┌─ SUPPLIED MATERIAL
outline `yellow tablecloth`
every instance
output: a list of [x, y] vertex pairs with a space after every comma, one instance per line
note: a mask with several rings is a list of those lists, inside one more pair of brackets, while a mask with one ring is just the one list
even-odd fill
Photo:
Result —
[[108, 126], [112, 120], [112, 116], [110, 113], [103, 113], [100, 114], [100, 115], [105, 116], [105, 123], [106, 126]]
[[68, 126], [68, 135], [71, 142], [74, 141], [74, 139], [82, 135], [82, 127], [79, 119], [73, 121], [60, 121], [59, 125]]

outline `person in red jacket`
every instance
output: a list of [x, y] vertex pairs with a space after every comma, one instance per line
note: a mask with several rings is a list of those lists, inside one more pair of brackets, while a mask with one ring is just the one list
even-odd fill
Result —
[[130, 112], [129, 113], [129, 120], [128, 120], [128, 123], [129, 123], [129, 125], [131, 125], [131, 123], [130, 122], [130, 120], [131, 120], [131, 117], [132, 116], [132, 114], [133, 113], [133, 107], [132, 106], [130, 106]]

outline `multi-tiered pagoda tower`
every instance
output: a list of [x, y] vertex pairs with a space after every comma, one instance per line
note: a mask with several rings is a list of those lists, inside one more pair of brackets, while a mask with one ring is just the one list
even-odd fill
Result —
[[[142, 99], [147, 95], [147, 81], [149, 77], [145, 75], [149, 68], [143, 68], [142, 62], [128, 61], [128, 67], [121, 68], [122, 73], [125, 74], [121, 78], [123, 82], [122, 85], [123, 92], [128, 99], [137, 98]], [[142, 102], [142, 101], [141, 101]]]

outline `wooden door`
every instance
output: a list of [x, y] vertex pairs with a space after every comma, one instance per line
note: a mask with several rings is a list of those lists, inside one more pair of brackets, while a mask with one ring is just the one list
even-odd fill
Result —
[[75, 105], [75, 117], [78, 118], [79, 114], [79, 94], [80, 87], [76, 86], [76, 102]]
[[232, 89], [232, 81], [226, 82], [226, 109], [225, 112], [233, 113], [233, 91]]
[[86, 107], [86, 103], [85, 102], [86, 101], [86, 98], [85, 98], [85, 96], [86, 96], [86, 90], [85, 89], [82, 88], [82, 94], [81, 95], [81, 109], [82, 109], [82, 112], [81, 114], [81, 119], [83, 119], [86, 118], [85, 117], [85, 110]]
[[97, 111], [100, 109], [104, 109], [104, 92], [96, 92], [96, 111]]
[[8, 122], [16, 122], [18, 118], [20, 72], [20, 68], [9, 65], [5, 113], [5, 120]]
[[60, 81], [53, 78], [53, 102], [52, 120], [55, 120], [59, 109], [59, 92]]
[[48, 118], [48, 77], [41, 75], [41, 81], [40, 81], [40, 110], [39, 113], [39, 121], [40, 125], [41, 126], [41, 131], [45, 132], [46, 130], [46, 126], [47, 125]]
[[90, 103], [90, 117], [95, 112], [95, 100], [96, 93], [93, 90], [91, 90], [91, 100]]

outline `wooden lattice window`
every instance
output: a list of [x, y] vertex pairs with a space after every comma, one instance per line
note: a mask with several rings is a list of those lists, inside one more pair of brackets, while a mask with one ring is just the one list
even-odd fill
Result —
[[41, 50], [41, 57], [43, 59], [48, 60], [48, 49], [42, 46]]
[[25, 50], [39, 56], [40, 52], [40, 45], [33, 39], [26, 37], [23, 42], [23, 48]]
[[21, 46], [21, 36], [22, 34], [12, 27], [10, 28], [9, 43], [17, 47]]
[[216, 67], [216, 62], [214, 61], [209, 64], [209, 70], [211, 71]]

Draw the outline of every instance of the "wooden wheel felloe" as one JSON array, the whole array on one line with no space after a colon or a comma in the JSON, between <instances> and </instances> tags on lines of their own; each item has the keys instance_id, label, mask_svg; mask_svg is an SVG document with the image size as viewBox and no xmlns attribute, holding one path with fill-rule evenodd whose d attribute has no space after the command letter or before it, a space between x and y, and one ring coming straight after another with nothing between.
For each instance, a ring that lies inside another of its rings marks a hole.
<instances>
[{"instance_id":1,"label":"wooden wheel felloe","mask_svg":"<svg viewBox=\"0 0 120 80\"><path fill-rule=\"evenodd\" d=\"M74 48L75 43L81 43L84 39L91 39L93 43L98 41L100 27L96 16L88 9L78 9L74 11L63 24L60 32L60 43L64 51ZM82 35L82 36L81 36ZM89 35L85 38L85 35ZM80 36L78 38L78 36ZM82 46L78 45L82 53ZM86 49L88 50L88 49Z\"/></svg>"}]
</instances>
└─
Repeat the records from their start through the line that contains "106], [130, 106]]", both ends included, with every request line kept. In the answers, multiply each vertex coordinate by 0.55 and round it to a whole number, rounding halves up; leave all other numbers unchanged.

* OUTPUT FOR THIS EXERCISE *
outline `yellow tablecloth`
every instance
output: a list of [x, y] vertex pairs with a space after every comma, one instance per line
note: a mask with several rings is a list of those lists, inside one more pair of brackets, while a mask with one ring is just the one list
even-odd fill
Photo:
Result —
[[59, 69], [62, 66], [62, 64], [61, 62], [57, 62], [55, 63], [55, 63], [58, 64], [58, 68], [58, 69]]
[[37, 69], [37, 74], [39, 78], [41, 78], [41, 76], [45, 74], [45, 70], [43, 65], [40, 67], [33, 67], [32, 69]]

outline `person in red jacket`
every instance
output: a list of [x, y] vertex pairs with a space after every comma, one instance per line
note: a mask with several rings is a list of those lists, inside one more pair of brackets, while a mask with one ring is just the one list
even-odd fill
Result —
[[72, 62], [71, 62], [71, 66], [70, 66], [70, 68], [71, 68], [71, 69], [72, 69], [72, 68], [72, 67], [72, 66], [72, 66], [72, 64], [73, 64], [73, 63], [73, 62], [73, 59], [73, 58], [72, 58]]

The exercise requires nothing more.